### Set exercise
Rewrite the lines of the records below with every "instance" changed to "object", keeping everything else the same.

— START OF Raw records —

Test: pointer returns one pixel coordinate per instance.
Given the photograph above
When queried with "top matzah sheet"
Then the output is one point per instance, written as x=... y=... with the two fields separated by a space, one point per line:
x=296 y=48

— END OF Raw records —

### Output of the exercise
Test: pointer returns one pixel coordinate per object.
Given the photograph above
When queried with "top matzah sheet"
Then the output is one point per object, written as x=... y=... with the two fields separated by a space, one point per line:
x=296 y=48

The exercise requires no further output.